求められること: リスト全体の行を、「inventory system」を「asset tracking system」に置き換えて書き直してください。それ以外はすべてそのままにし、画像は答えに含めないこと。

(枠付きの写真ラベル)
------------------------------------------------
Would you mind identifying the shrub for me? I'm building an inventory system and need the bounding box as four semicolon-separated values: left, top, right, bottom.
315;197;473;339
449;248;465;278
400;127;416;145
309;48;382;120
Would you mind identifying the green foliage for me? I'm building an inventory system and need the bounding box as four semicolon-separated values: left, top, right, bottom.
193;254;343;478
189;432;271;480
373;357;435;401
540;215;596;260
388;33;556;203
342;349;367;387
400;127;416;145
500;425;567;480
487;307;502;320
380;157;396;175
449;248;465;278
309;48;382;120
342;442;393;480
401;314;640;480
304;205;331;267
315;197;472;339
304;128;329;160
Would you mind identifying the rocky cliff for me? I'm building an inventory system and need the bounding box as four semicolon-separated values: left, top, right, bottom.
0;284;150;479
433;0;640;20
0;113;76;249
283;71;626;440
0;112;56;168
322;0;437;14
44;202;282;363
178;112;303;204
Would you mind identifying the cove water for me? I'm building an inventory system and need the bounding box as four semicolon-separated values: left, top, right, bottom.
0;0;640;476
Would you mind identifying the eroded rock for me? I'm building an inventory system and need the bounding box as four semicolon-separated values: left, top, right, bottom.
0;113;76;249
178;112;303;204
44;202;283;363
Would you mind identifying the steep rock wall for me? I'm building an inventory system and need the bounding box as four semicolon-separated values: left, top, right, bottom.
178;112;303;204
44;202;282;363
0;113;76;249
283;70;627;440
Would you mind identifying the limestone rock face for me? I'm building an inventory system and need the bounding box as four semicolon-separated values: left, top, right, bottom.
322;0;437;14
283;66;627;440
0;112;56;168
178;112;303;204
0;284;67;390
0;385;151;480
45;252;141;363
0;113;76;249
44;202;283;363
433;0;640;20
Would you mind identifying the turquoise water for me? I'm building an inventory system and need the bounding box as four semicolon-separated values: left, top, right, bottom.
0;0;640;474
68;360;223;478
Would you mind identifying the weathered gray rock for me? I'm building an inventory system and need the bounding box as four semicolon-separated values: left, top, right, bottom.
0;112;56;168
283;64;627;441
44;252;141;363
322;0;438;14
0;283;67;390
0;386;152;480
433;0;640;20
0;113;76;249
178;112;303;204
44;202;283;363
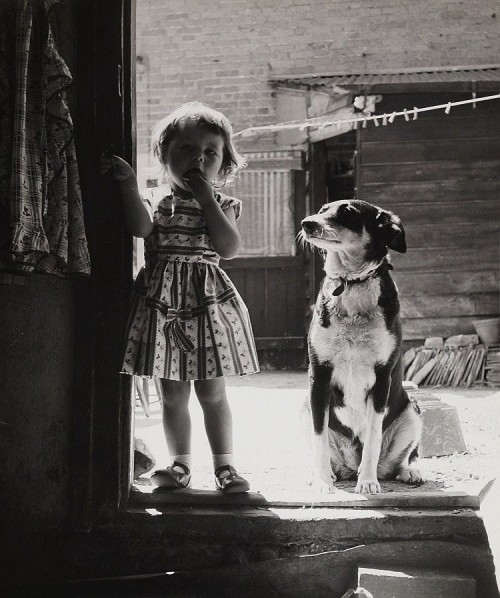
------------------------------------------------
結果:
Would you mind identifying the shrub for me? I'm building an asset tracking system and need the bounding box as four semicolon-separated values: left, top, right, bottom.
315;197;473;339
449;248;465;278
400;127;416;145
309;48;382;120
Would you mind identifying the green foliage for me? I'm building an asset tracking system and need the bounding box as four semicolon-separated values: left, top, right, bottom.
193;254;343;478
189;432;271;480
373;357;435;401
540;215;596;260
388;33;556;203
342;349;367;387
400;127;416;145
500;425;567;480
487;307;502;320
380;157;396;175
449;248;465;278
309;48;382;120
342;442;393;480
401;314;640;480
304;205;331;267
315;197;472;339
304;128;329;160
Would you mind identifying the rocky cliff for me? I'm building an asset tracking system and need the bounding box as four semicolon-separated values: left, top, right, bottom.
0;284;150;479
433;0;640;20
0;113;76;249
283;71;626;440
0;112;56;168
322;0;437;14
44;202;282;363
178;112;303;204
Would you mind identifying the cove water for me? I'm building an asset tracking system and need the bounding box as four semicolon-separated values: left, top, right, bottom.
0;0;640;476
Would you mind identifying the eroded rock for me? I'm building an asset tracking system and need the bounding box as four semicolon-separated values: left, top, right, bottom.
0;113;76;249
178;112;303;204
44;202;283;363
Would you mind identifying the steep rock wall for me? I'm building an asset tracking system and need the bounding box as four semicolon-separated values: left, top, right, bottom.
178;112;303;204
44;202;282;363
0;113;76;249
283;70;627;440
Would you mind identifying the limestone rock face for me? I'm building an asset tracking system and need the bounding box as four semicolon-separated values: left, top, right, bottom.
322;0;437;14
283;66;627;440
0;112;56;168
178;112;303;204
0;284;67;390
0;385;151;480
45;252;141;363
0;113;76;249
44;202;283;363
433;0;640;20
Would you mind identifying the turquoise water for me? I'm building an asset tracking system and need the bounding box as four semicolon-separated values: left, top, right, bottom.
0;0;640;474
68;360;223;478
Would you mind identifying the weathered gray rock for me? I'm building an asset tracking system and need the bounding box as four semicolon-separated values: left, top, right, bottom.
0;112;56;168
283;64;627;441
44;252;141;363
322;0;438;14
0;283;67;390
0;386;152;480
433;0;640;20
0;113;76;249
178;112;303;204
44;202;283;363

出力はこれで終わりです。